- _THE EXERCISE_
Revise the items from the line containing "of the eyeglasses." through the line containing "(1169, 627)", substituting "central" for "innermost" and leaving everything else unchanged.

_ _ _ _ _ _ _

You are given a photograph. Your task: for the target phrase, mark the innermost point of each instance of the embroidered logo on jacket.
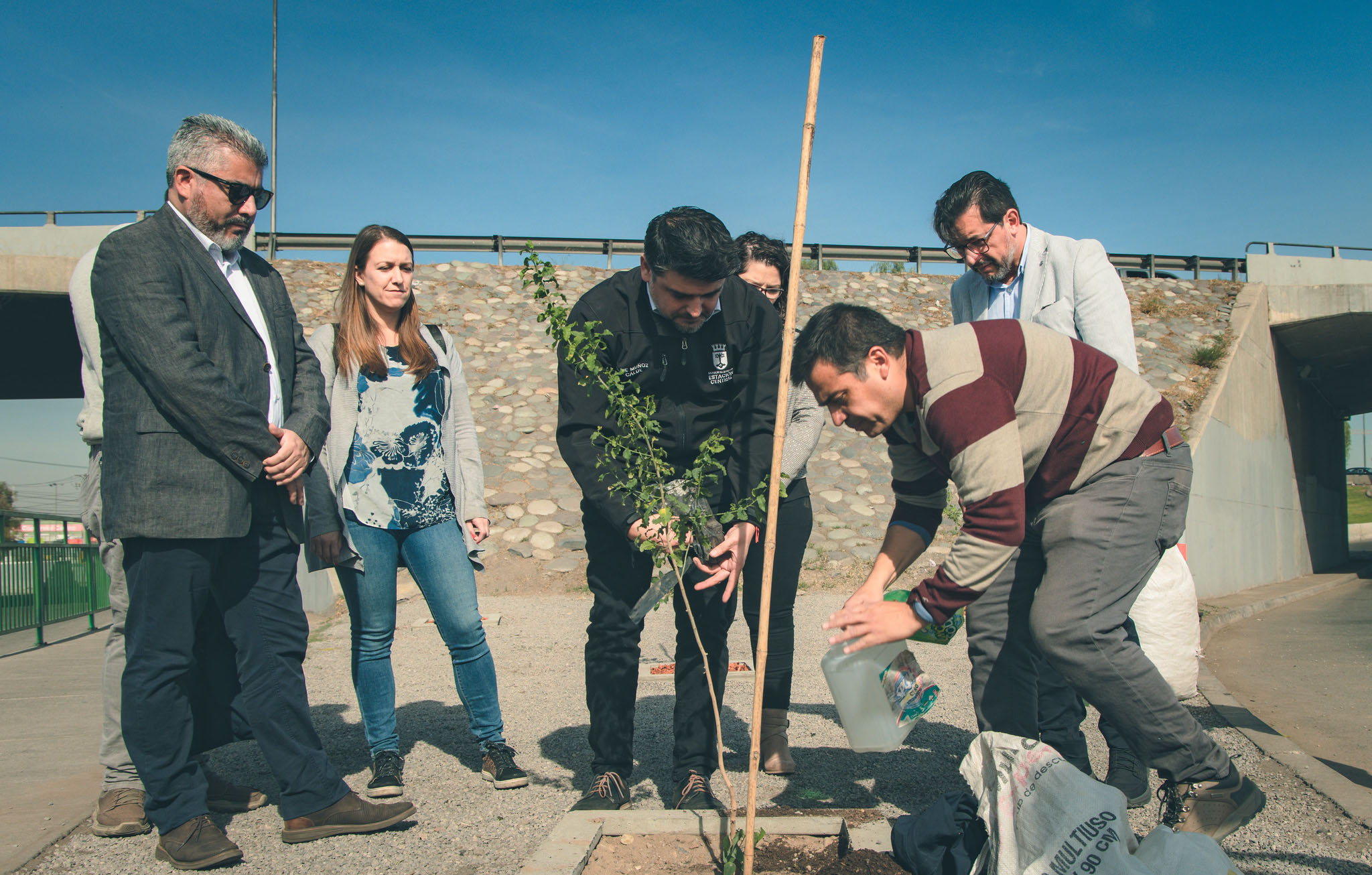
(721, 356)
(722, 373)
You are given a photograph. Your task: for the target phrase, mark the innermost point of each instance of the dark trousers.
(1067, 597)
(795, 520)
(251, 580)
(1061, 712)
(618, 574)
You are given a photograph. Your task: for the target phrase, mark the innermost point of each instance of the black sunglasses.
(238, 192)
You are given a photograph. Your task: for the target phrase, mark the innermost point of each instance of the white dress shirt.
(1004, 298)
(241, 285)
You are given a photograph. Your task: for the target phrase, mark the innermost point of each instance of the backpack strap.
(438, 339)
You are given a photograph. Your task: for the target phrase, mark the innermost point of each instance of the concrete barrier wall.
(1261, 505)
(1306, 269)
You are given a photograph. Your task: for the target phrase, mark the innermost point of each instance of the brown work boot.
(120, 812)
(773, 745)
(196, 845)
(225, 796)
(1211, 807)
(352, 813)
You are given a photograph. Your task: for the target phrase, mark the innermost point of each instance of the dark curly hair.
(755, 247)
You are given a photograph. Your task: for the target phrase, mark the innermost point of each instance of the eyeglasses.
(977, 247)
(772, 291)
(238, 192)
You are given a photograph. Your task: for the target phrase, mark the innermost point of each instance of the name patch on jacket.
(722, 373)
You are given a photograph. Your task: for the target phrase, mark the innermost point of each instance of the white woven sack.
(1046, 818)
(1169, 627)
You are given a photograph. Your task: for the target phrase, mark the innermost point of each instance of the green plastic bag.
(939, 632)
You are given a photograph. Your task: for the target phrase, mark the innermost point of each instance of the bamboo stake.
(807, 140)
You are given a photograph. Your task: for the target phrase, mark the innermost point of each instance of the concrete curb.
(1215, 623)
(1352, 799)
(569, 845)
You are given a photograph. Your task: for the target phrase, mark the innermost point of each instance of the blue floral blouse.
(394, 475)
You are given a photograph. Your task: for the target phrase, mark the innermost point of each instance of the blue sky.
(1170, 128)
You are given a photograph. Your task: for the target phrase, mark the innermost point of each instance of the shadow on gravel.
(568, 745)
(1352, 772)
(435, 723)
(1253, 863)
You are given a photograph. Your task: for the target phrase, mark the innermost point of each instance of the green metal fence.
(42, 585)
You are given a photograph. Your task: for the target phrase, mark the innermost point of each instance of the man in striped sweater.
(1073, 479)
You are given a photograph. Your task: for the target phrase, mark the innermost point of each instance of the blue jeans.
(437, 559)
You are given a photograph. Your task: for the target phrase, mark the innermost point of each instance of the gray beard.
(217, 232)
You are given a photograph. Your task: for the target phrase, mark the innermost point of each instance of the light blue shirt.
(1004, 298)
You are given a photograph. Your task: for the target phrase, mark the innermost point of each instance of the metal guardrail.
(51, 216)
(1335, 251)
(917, 255)
(42, 585)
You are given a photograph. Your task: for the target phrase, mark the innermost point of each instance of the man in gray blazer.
(213, 409)
(1020, 272)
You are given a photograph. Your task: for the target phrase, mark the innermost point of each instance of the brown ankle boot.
(196, 845)
(773, 749)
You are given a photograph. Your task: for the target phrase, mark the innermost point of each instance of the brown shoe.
(196, 845)
(774, 749)
(120, 812)
(225, 796)
(352, 813)
(1211, 807)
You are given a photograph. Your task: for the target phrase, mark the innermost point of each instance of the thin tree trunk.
(807, 141)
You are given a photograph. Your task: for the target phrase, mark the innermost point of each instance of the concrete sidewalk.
(467, 829)
(50, 737)
(1296, 677)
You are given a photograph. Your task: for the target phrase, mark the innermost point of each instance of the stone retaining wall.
(513, 385)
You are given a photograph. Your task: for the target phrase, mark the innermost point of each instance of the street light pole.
(271, 241)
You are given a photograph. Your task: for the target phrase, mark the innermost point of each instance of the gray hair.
(199, 137)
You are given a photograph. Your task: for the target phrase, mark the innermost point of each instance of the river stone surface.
(512, 381)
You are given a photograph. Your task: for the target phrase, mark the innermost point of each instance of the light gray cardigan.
(462, 457)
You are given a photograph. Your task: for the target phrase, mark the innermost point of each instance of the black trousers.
(795, 521)
(618, 574)
(251, 579)
(1061, 712)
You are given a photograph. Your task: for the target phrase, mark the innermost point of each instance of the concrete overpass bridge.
(1268, 501)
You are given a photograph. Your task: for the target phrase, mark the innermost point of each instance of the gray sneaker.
(120, 812)
(1211, 807)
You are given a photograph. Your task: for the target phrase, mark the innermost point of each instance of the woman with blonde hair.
(399, 479)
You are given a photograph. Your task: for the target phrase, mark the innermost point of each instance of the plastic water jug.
(880, 693)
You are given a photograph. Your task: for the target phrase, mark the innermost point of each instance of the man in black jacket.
(708, 350)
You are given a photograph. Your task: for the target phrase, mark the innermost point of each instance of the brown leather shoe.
(1211, 807)
(225, 796)
(774, 749)
(196, 845)
(120, 812)
(352, 813)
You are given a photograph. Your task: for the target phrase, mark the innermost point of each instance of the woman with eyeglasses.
(767, 269)
(399, 479)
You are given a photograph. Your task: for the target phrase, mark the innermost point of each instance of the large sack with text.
(1168, 623)
(1044, 817)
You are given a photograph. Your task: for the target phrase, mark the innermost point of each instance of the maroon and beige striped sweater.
(1016, 415)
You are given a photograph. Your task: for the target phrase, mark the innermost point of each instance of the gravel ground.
(467, 827)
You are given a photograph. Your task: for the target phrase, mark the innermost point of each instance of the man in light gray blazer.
(213, 411)
(1020, 272)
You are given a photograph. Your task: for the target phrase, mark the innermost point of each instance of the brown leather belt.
(1169, 440)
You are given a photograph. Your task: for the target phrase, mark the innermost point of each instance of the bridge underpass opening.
(39, 350)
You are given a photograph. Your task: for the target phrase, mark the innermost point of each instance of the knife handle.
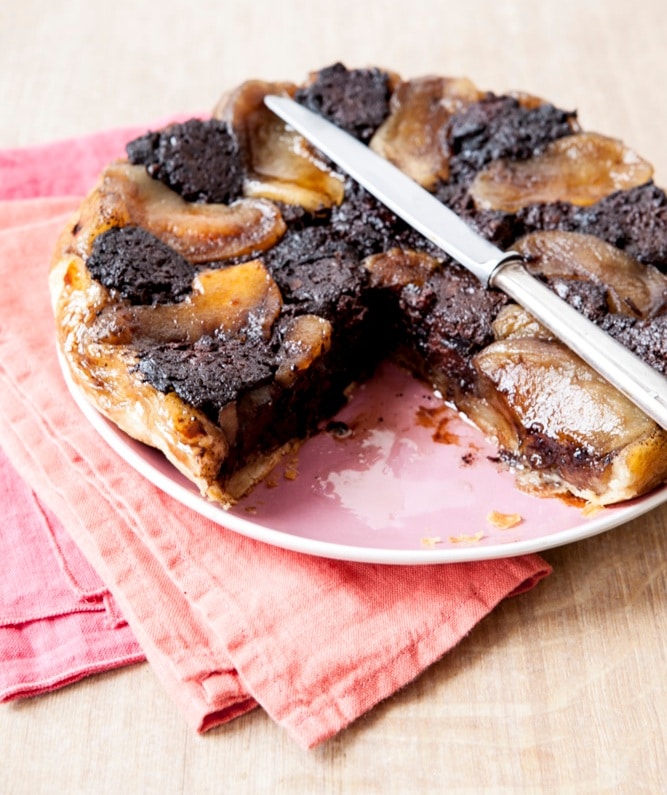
(638, 381)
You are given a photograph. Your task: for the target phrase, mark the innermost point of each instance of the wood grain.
(559, 690)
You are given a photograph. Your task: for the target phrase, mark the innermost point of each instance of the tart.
(223, 287)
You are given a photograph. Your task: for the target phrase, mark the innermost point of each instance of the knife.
(502, 270)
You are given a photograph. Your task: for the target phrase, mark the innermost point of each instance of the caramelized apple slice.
(580, 169)
(633, 287)
(225, 300)
(282, 165)
(200, 232)
(555, 414)
(399, 267)
(410, 136)
(306, 339)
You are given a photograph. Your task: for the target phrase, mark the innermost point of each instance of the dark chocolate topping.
(647, 338)
(498, 127)
(200, 160)
(356, 99)
(210, 373)
(318, 274)
(142, 268)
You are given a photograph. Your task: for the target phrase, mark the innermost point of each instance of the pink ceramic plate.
(397, 478)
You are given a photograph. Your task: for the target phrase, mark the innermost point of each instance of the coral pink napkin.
(226, 622)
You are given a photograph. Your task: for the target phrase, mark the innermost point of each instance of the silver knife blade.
(638, 381)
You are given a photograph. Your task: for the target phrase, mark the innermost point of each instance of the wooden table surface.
(560, 690)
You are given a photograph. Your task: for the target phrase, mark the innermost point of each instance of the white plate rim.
(124, 446)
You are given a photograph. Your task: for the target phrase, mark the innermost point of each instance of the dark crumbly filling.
(209, 373)
(633, 220)
(318, 263)
(447, 320)
(141, 267)
(318, 274)
(201, 160)
(647, 338)
(355, 99)
(499, 127)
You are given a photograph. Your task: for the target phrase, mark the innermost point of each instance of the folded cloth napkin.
(58, 623)
(226, 622)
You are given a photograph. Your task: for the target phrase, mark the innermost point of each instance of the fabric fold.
(225, 621)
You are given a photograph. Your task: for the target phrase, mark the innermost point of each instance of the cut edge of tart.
(219, 292)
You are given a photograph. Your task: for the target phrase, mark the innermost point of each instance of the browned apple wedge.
(399, 267)
(410, 136)
(633, 288)
(306, 338)
(581, 169)
(127, 195)
(282, 165)
(223, 300)
(561, 423)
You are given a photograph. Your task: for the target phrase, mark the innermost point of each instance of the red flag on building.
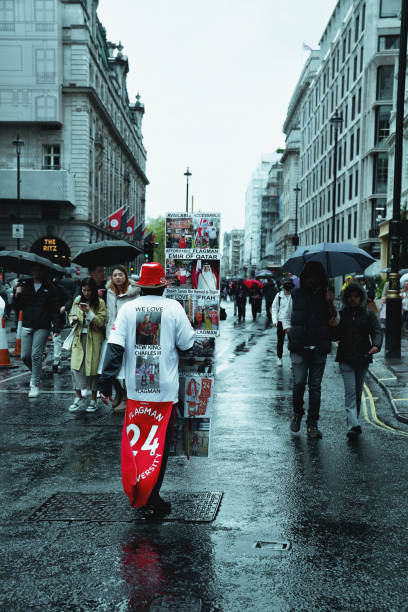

_ _ _ _ _ _ _

- _THE REPLY_
You are given a photograph. Your task: for the target phrase, mark the central point of each instance of the eyeglasses.
(977, 247)
(772, 291)
(238, 192)
You are given a photograph. Your task: for the target phrase, mark the central point of each instance of the name patch on jacket.
(722, 373)
You are given a photograph. Your task: for the target phrase, mark the central point of each instance of the white woven sack.
(1046, 818)
(1169, 627)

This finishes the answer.